What the task requires » Transcribe the material exactly. Images do not belong in the copy.
+===+
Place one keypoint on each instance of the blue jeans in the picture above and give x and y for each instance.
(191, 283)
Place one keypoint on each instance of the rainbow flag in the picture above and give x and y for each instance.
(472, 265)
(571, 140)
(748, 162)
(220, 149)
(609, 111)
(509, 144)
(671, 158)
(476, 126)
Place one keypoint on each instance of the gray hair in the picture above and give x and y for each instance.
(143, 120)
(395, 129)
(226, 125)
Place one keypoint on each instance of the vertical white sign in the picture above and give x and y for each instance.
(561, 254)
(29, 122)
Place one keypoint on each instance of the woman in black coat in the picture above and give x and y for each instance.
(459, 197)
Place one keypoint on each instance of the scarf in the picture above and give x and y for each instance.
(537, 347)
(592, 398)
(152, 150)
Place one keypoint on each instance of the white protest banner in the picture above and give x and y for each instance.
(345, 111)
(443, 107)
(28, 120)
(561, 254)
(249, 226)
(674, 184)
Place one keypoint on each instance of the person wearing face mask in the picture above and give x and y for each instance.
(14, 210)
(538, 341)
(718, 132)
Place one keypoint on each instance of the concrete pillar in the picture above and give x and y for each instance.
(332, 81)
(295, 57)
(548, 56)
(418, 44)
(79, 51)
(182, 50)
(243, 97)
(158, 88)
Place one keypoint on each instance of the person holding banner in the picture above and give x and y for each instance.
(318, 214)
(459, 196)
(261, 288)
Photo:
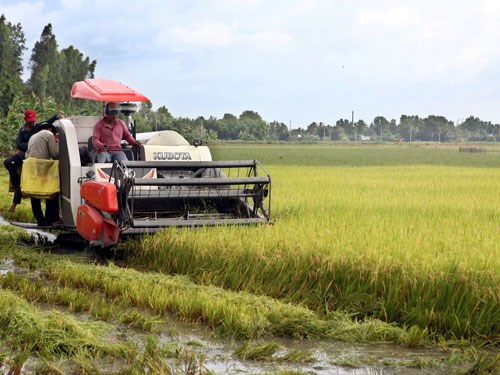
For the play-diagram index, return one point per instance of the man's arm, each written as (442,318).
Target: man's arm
(53,146)
(128,137)
(96,139)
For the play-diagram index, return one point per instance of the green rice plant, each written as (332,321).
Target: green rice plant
(257,351)
(50,333)
(414,245)
(231,313)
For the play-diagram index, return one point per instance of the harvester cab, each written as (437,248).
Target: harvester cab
(166,182)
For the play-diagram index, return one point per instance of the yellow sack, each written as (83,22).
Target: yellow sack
(40,178)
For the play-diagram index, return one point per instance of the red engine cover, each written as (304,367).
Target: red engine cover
(101,195)
(95,228)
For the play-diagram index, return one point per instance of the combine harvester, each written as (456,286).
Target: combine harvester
(165,183)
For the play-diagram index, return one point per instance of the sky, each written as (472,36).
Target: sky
(291,61)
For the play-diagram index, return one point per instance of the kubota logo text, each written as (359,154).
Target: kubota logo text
(171,156)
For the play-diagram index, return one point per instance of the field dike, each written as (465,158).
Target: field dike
(78,314)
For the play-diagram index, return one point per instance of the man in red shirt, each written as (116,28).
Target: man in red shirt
(108,134)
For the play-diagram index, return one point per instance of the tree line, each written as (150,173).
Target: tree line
(52,73)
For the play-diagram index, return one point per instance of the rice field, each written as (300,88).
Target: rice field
(369,244)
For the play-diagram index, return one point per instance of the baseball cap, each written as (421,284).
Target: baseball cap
(30,116)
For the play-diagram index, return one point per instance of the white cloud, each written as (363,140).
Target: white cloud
(204,35)
(324,57)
+===+
Answer to the problem »
Place one keypoint on each instance of the blue jeans in the picture above and give x and y for each instance.
(191, 283)
Place one keypoint on each instance of the rainbow flag in the picture above and give x and y for each instance.
(472, 265)
(571, 140)
(748, 162)
(220, 149)
(609, 111)
(509, 144)
(671, 158)
(476, 126)
Place one keypoint on each instance of the gray hair in the picture above and give x and y for each instance.
(143, 120)
(395, 129)
(226, 125)
Place one keypoint on each instance of the vertical white sign in the picture above and give x and y for each instance.
(561, 254)
(29, 122)
Place one keypoint on each instance of the woman in black coat in the picture above and give x and y for each instance.
(459, 197)
Place one keypoint on each instance of the scarf in the picture above and give x and y for each instance.
(537, 347)
(592, 398)
(152, 150)
Place one keypoint on each instance of the white protest banner in the picture above and give x and y for each instance.
(345, 111)
(443, 107)
(28, 120)
(561, 254)
(249, 226)
(674, 184)
Place one keypoint on each instance of the person wearing face mask in the picture above and give x and y for each instance.
(14, 210)
(538, 341)
(718, 132)
Place one keypoint on each instance of the concrete pillar in the picture above and give x and y for each instance.
(332, 81)
(295, 57)
(548, 56)
(418, 44)
(79, 51)
(182, 50)
(243, 97)
(158, 88)
Place one keypoint on each instance of the person holding banner in the picture above and give x and y for each instance.
(318, 214)
(459, 196)
(261, 288)
Photo:
For the play-diagram index, return one point per instance of the man's arm, each written as (442,318).
Target: man's arm
(53,146)
(128,137)
(96,139)
For the play-diagram index, return one point per instance of the green rice plant, each written as (332,321).
Target: green rice plant
(257,351)
(50,333)
(414,245)
(231,313)
For the play-diagram index, return one point per instance of the harvester cab, each written as (437,248).
Target: harvester cab
(166,182)
For the play-diagram index, return one point per instance of the yellow sack, each written as (83,22).
Target: yellow sack
(40,178)
For the play-diagram index, return one point per instance of the red engine cover, each written as (304,367).
Target: red engine cover
(101,195)
(95,228)
For the play-diagram index, return one point per instance of the combine harvester, each written as (456,286).
Target: combine harvester
(165,183)
For the play-diagram index, return one point per instance of the sky, each written as (472,36).
Target: sky
(291,61)
For the play-diagram index, return one point per instance of the kubota logo text, each written as (359,154).
Target: kubota logo text
(171,156)
For the play-diagram index, return one point per instance of the field dike, each written as (465,158).
Target: field dike
(78,314)
For the play-diagram index, return one point per instance of the man in red shirt, each written as (116,28).
Target: man in red shirt
(108,134)
For the play-diagram index, return one point per instance of the tree line, each written as (150,173).
Target: tree line
(52,73)
For the play-diagram index, return one point per instance of the rice field, each written as (300,88).
Target: rice field
(369,244)
For the play-diagram index, return one point per instance of the baseball cap, each written as (421,284).
Target: baseball cap
(30,116)
For the play-diagram index, return one point per instance of the white cloud, each written as (363,140).
Target: white cloud
(204,35)
(324,57)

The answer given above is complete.